- WHAT YOU SHOULD DO:
Write out the lines below exactly, starting at the first line and ending at the line that contains "[[[1334,892],[1336,391],[71,524],[0,579],[0,892]]]", including both.

- EXERCISE INPUT:
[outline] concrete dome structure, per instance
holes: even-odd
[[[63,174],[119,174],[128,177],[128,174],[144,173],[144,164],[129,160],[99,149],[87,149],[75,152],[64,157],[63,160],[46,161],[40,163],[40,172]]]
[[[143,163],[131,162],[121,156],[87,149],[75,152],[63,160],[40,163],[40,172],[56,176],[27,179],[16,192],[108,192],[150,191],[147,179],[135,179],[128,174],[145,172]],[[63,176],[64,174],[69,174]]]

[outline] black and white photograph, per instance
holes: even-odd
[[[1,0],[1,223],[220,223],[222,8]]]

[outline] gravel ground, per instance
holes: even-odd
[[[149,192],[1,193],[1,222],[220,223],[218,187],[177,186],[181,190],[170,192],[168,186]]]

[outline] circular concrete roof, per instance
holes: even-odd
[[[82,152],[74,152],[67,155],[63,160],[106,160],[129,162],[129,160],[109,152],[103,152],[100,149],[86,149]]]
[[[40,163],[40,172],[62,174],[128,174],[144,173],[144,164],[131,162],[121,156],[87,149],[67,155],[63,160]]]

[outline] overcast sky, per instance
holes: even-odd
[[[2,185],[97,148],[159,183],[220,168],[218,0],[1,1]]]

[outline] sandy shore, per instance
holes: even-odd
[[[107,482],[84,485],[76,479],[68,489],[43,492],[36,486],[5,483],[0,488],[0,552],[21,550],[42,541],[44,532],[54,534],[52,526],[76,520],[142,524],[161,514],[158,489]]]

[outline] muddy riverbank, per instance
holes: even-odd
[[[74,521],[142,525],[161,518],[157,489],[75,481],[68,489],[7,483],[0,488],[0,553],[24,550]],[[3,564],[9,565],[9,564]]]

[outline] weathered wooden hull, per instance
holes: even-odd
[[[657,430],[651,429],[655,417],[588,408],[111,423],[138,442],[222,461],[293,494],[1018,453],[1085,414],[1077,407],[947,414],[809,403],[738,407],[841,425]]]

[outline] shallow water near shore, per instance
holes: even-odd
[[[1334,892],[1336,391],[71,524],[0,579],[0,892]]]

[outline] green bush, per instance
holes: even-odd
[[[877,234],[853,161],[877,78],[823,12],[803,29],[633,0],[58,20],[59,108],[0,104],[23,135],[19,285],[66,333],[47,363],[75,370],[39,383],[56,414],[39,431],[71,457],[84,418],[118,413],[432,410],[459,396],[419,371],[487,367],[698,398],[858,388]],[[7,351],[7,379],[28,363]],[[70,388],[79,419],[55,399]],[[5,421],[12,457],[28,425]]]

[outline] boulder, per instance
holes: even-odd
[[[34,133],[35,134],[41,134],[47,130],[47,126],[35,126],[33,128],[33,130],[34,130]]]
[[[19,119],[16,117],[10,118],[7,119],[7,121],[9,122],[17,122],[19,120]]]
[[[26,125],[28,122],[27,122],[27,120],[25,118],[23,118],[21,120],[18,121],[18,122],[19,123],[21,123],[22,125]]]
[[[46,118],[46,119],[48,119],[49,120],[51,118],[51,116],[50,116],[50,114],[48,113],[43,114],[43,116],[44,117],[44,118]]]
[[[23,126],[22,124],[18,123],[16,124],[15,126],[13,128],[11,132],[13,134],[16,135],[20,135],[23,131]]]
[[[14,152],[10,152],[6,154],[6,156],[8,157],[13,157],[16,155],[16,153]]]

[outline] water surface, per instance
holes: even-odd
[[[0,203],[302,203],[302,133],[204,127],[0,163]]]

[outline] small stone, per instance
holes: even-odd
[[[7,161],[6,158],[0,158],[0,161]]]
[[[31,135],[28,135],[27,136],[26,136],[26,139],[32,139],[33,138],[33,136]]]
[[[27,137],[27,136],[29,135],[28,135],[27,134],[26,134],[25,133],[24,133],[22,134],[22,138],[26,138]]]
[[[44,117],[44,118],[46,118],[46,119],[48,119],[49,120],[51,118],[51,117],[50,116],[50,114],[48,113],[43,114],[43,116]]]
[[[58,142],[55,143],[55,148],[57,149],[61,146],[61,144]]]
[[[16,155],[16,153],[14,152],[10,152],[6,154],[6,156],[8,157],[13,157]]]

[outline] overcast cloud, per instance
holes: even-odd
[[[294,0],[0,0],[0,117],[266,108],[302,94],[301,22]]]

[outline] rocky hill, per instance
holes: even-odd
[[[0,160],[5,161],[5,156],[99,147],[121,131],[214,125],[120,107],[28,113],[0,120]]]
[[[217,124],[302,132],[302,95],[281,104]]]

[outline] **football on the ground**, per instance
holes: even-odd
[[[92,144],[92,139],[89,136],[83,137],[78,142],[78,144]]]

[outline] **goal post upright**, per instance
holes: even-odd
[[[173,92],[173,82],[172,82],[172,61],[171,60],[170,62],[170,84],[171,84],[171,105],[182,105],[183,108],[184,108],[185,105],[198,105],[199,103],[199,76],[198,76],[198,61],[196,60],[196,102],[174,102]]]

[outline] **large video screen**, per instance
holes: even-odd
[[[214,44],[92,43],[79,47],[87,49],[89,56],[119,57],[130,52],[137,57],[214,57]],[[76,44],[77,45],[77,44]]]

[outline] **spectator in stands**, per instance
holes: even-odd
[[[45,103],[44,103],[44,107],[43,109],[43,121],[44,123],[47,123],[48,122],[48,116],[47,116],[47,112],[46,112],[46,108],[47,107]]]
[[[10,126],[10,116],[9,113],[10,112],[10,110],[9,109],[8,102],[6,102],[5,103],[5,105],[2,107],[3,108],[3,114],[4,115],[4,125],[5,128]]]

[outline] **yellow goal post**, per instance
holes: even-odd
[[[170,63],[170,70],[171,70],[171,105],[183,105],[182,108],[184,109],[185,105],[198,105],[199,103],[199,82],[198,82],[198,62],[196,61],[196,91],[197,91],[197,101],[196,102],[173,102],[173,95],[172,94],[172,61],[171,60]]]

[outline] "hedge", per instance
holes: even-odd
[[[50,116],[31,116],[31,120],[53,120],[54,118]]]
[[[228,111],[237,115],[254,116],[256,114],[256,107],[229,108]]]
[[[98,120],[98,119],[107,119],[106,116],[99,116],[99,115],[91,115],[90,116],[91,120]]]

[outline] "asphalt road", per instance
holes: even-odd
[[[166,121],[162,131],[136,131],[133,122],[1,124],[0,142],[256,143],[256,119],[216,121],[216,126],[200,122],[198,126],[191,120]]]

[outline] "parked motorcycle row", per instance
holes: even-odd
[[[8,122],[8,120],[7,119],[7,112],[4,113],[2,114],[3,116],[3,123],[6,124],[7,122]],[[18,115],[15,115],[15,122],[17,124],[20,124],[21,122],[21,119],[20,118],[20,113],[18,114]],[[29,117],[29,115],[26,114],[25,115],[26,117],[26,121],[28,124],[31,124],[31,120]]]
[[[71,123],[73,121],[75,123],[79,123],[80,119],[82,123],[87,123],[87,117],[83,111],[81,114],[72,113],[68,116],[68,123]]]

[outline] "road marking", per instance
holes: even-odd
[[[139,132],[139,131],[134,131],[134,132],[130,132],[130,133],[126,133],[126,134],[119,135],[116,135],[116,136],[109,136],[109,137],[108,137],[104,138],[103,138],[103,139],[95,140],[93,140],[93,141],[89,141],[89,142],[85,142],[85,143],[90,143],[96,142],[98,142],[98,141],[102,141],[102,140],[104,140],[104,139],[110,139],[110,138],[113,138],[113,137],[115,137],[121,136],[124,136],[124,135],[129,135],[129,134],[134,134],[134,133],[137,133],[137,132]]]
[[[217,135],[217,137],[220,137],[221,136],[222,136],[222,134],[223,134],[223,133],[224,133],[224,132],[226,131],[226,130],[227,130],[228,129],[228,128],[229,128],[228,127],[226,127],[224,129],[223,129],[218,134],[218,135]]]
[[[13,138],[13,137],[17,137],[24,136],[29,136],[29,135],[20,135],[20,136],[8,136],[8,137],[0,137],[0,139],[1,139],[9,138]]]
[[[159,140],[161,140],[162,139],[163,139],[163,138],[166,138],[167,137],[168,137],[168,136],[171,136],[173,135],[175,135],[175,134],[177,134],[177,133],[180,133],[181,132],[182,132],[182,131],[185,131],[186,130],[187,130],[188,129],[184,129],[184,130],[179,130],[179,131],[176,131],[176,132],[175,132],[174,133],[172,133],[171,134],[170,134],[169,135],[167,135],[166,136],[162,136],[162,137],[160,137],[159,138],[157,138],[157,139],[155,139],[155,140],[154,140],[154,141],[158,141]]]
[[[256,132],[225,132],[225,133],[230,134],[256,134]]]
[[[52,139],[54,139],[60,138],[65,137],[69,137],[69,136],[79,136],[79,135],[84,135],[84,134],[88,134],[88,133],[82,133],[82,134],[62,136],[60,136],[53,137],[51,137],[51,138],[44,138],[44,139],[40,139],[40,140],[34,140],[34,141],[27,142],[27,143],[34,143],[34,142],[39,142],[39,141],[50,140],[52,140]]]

- EXERCISE SOLUTION:
[outline] concrete dome structure, per instance
holes: even-odd
[[[63,174],[119,174],[128,177],[128,174],[144,173],[144,164],[129,160],[99,149],[87,149],[75,152],[64,157],[63,160],[46,161],[40,163],[40,172]]]
[[[143,163],[131,162],[121,156],[87,149],[75,152],[63,160],[40,163],[40,172],[56,176],[27,179],[16,192],[108,192],[150,191],[147,179],[135,179],[128,174],[145,172]],[[63,176],[64,174],[69,174]]]

[outline] black and white photograph, per instance
holes: even-odd
[[[1,0],[1,223],[220,223],[222,8]]]

[outline] gravel ground, per instance
holes: even-odd
[[[149,192],[1,193],[1,222],[220,223],[218,187],[177,186],[181,190],[170,192],[168,186]]]

[outline] circular concrete roof, per instance
holes: even-odd
[[[82,152],[74,152],[67,155],[63,160],[106,160],[129,162],[129,160],[109,152],[103,152],[100,149],[86,149]]]
[[[40,163],[40,172],[62,174],[128,174],[144,173],[144,164],[131,162],[121,156],[87,149],[67,155],[63,160]]]

[outline] overcast sky, per instance
holes: even-odd
[[[2,185],[97,148],[159,183],[220,168],[218,0],[1,1]]]

[outline] sandy shore, per instance
holes: even-odd
[[[107,482],[84,485],[76,479],[68,489],[43,492],[36,486],[5,483],[0,488],[0,552],[21,550],[42,541],[44,532],[54,534],[52,526],[76,520],[142,524],[161,514],[158,489]]]

[outline] muddy riverbank, per instance
holes: even-odd
[[[74,521],[142,525],[161,518],[157,489],[75,481],[68,489],[7,483],[0,488],[0,553],[24,550]],[[3,564],[9,565],[9,564]]]

[outline] weathered wooden hull, per instance
holes: even-odd
[[[657,430],[651,429],[655,417],[588,408],[111,423],[138,442],[222,461],[293,494],[1018,453],[1085,414],[1077,407],[947,414],[809,403],[738,407],[841,425]]]

[outline] shallow water near shore, per instance
holes: even-odd
[[[1334,892],[1336,391],[71,524],[0,579],[0,892]]]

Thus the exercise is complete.